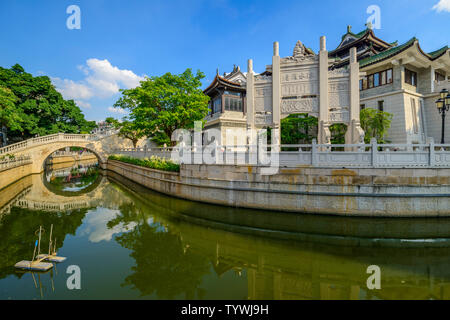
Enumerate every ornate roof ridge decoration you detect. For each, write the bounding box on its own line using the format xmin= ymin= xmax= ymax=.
xmin=328 ymin=68 xmax=349 ymax=76
xmin=329 ymin=26 xmax=396 ymax=56
xmin=281 ymin=40 xmax=316 ymax=63
xmin=203 ymin=74 xmax=245 ymax=94
xmin=359 ymin=37 xmax=450 ymax=68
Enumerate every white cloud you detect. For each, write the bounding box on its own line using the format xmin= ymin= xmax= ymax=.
xmin=81 ymin=208 xmax=137 ymax=243
xmin=108 ymin=107 xmax=127 ymax=114
xmin=433 ymin=0 xmax=450 ymax=12
xmin=52 ymin=59 xmax=144 ymax=107
xmin=52 ymin=78 xmax=94 ymax=100
xmin=75 ymin=100 xmax=92 ymax=109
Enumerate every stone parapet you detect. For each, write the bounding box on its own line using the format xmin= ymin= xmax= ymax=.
xmin=107 ymin=161 xmax=450 ymax=217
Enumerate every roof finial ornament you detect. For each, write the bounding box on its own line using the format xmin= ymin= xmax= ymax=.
xmin=292 ymin=40 xmax=305 ymax=57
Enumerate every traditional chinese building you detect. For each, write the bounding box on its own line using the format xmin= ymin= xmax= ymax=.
xmin=205 ymin=26 xmax=450 ymax=144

::::

Schreibe alle Zeilen von der Zeile mit „Enumerate every stone“ bis einschließlich der letzten Zeile der Auflistung vollständig ab und erhöhe dabei jede Koordinate der Begrenzungsrahmen um 23. Alles Übrige bleibt unverändert.

Endergebnis —
Enumerate every stone parapet you detect. For each, write the bounding box on its own line using the format xmin= ymin= xmax= ymax=.
xmin=130 ymin=184 xmax=473 ymax=240
Enumerate every roof finial ornament you detect. For each, write the bounding box on its own line using the format xmin= ymin= xmax= ymax=.
xmin=315 ymin=63 xmax=328 ymax=80
Enumerate every traditional chinese building you detect. For each, write the bounding box on its own line using the format xmin= ymin= xmax= ymax=.
xmin=228 ymin=49 xmax=473 ymax=167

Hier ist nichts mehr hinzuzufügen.